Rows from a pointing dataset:
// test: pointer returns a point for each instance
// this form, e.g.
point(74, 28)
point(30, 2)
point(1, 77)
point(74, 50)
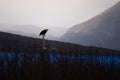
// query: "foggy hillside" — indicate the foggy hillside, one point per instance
point(102, 30)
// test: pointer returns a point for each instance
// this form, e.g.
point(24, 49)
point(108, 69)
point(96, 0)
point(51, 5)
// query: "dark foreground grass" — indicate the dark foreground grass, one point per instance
point(29, 67)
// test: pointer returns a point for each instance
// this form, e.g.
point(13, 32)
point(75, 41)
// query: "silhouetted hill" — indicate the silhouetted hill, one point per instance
point(102, 30)
point(16, 43)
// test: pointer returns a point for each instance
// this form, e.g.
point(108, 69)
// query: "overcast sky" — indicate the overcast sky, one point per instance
point(57, 15)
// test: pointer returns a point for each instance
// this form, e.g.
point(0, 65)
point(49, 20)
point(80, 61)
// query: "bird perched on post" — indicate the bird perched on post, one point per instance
point(43, 32)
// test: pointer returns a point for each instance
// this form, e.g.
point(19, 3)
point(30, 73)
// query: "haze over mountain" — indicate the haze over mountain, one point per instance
point(102, 30)
point(25, 30)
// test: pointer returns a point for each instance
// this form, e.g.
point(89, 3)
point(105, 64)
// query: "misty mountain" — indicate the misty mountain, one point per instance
point(102, 30)
point(24, 30)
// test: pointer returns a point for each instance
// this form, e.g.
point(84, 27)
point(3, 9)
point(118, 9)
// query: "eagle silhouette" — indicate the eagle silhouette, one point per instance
point(43, 32)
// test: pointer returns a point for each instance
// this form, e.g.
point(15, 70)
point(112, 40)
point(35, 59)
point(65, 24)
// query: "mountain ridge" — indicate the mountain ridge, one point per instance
point(101, 30)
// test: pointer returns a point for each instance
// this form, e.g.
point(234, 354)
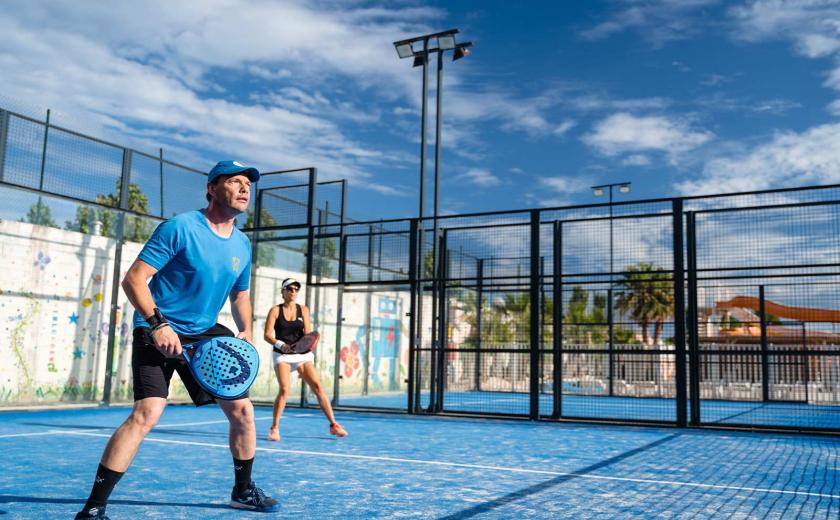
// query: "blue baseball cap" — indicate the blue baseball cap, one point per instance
point(233, 168)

Short task: Output all of the entries verbatim, leaving out any images.

Right answer:
// test: pointer returns a point for each instance
// this form, e.g.
point(74, 28)
point(30, 2)
point(1, 77)
point(74, 50)
// query: "foggy hillside" — indicate the foggy hillside, one point per instance
point(102, 30)
// test: pointer returns a point for each instance
// this form, e.g.
point(24, 49)
point(108, 69)
point(96, 0)
point(51, 5)
// query: "dark foreground grass" — indicate the dark foreground grass, one point per instance
point(29, 67)
// test: pointer returns a point for each instance
// this form, e.g.
point(13, 32)
point(75, 41)
// query: "silhouetted hill" — indicate the silhouetted hill, one point per instance
point(102, 30)
point(16, 43)
// test: pointer returns a point for each instance
// this form, e.g.
point(108, 69)
// query: "overcast sky" — indicate the overcast sky, one point per instance
point(57, 15)
// test: pointer returns a point for each instance
// this form, e.g.
point(0, 65)
point(49, 20)
point(80, 61)
// query: "bird perched on post" — indicate the bird perched on post, one point per instance
point(43, 32)
// test: pointer returns a point for each instance
// this form, e.g.
point(19, 3)
point(30, 73)
// query: "haze over mountain" — indicate the haze over mountain, one point per instance
point(102, 30)
point(25, 30)
// test: pointer returns a point for each instance
// this form, e.g.
point(89, 3)
point(105, 64)
// query: "misty mountain" — indicate the misty mountain, one point per instance
point(102, 30)
point(24, 30)
// test: pointer returns a point for each instance
// this form, e.g.
point(84, 27)
point(3, 9)
point(118, 9)
// query: "eagle silhouette" — indicate the eagle silhouette, one point per instance
point(43, 32)
// test: pointer returns a point for each instance
// this form, e.g.
point(15, 70)
point(112, 40)
point(35, 59)
point(65, 24)
// query: "mountain ridge" — indicate the mountain ridge, one point per instance
point(101, 30)
// test: pointer returns a point for each instance
// this form, e.g.
point(234, 354)
// query: "blue baseball cap" — indicate the blue baseball cap, one point per instance
point(233, 168)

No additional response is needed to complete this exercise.